:: Data for the task
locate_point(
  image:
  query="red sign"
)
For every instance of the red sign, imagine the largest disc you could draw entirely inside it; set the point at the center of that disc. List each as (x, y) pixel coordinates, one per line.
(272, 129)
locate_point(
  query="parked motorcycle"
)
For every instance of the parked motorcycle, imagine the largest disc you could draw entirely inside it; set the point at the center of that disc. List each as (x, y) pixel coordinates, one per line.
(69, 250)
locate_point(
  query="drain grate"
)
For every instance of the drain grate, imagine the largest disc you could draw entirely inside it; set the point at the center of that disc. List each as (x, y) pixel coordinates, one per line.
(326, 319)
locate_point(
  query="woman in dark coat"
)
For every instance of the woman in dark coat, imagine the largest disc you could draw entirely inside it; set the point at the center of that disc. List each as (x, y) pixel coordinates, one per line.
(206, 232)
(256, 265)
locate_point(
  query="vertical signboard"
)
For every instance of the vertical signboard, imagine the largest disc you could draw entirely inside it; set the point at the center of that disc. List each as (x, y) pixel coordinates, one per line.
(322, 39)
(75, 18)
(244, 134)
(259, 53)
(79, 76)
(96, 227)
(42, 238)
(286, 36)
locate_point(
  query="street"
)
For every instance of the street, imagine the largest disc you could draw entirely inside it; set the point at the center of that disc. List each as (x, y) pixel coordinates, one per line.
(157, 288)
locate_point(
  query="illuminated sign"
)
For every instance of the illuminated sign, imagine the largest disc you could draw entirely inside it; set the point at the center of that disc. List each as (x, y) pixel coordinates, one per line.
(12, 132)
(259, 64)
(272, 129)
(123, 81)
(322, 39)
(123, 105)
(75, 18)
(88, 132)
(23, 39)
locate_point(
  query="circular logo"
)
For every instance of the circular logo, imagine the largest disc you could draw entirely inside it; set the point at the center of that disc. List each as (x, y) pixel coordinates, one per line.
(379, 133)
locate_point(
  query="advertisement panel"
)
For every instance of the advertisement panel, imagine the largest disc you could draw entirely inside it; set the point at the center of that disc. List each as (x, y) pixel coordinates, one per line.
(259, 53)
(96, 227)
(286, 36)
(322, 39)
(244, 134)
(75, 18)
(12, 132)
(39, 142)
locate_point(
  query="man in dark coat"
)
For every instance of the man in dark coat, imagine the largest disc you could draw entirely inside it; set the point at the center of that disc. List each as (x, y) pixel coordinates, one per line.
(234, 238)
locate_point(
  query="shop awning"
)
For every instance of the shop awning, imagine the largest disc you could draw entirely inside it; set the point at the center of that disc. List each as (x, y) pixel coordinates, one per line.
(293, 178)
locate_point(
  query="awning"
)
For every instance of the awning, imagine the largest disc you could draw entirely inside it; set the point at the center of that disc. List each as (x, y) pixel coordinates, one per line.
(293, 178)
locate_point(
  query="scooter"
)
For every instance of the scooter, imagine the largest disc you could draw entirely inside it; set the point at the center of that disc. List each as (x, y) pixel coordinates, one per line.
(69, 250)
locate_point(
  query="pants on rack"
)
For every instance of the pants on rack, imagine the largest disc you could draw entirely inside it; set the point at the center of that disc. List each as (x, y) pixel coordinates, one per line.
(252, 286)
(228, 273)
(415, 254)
::::
▸ Task description
Write out the whole listing again, exactly as it stands.

▸ Full response
locate_point(
  image:
  query="red sign"
)
For every instance of the red sign, imagine the largest disc you could draw entirely inside it; set the point at the center of that disc. List each as (x, y) pixel coordinates, one per line.
(272, 129)
locate_point(
  query="parked motorcycle"
)
For every instance of the parked motorcycle, imagine the largest disc you could draw entirely inside it; set the point at the center of that disc. List each as (x, y) pixel coordinates, one per line.
(69, 250)
locate_point(
  query="drain grate"
)
For every instance of the drain grate, imagine the largest disc you could draw entirely inside it; set the point at the center of that disc. List each as (x, y) pixel coordinates, one per line.
(326, 319)
locate_point(
  query="woman in dark coat"
)
For every instance of the woman in dark coat, imagine the largest disc you could draw entirely inside it; set the point at the center of that disc. List each as (x, y) pixel coordinates, one per line.
(206, 232)
(256, 265)
locate_point(
  query="vertical signboard"
)
For every instance of the vertical signboard, imagine the largest disc you could draw entirely inside it; set the point at the center of that disc. List each as (x, y) pixel coordinates, one per line.
(322, 39)
(75, 18)
(244, 134)
(259, 53)
(79, 76)
(96, 227)
(42, 238)
(286, 36)
locate_point(
  query="street"
)
For every instance of the street, imagine the largest disc you could draw entirely inside it; set the point at the center of that disc. List each as (x, y) pixel coordinates, one per line.
(157, 288)
locate_point(
  query="illuminated sign"
)
For every instance of the illuminated sign, imagine the largest disc you could draw entirely inside it; set the point at the center of that disc. List each as (x, y) pixel coordinates, one per line.
(12, 132)
(259, 64)
(272, 129)
(123, 81)
(322, 39)
(123, 105)
(75, 18)
(88, 132)
(23, 39)
locate_point(
  query="circular logo"
)
For every instance of the circular logo, imagine the largest disc you could draw entirely inside it; set the point at the center of that disc. List each as (x, y) pixel coordinates, one per line.
(379, 133)
locate_point(
  query="advertisement panel"
)
For every instance of the advertisement panel, imagine the largest disc you could draw entirely inside it; set the point at the center of that disc. List each as (x, y) pixel coordinates, one per line.
(259, 53)
(96, 227)
(286, 36)
(322, 39)
(244, 134)
(75, 18)
(12, 132)
(39, 142)
locate_point(
  query="man in dark coat"
)
For every instance of the man in dark coat, imagine the largest disc you could draw entirely inside it; set the point at the center of that disc. List each as (x, y) pixel coordinates, one per line.
(234, 238)
locate_point(
  query="shop awning"
)
For every instance of the shop awning, imagine the largest disc you could draw entirely inside it; set the point at the center of that disc. List each as (x, y) pixel coordinates, one per line.
(293, 178)
locate_point(
  query="awning"
)
For every instance of the awning, imagine the largest disc you could draw entirely inside it; set the point at the center of that disc. List each as (x, y) pixel coordinates, one per line.
(293, 178)
locate_point(
  query="scooter"
)
For every instance of the scooter, imagine the largest disc you could draw entirely inside it; set the point at the center of that disc. List each as (x, y) pixel coordinates, one per line.
(69, 250)
locate_point(
  query="pants on rack"
)
For every instance of the pants on rack, imagine the largest disc you could draw entirely inside it; set the point at the center of that disc. List each as (x, y) pixel coordinates, one per line.
(252, 286)
(228, 273)
(415, 254)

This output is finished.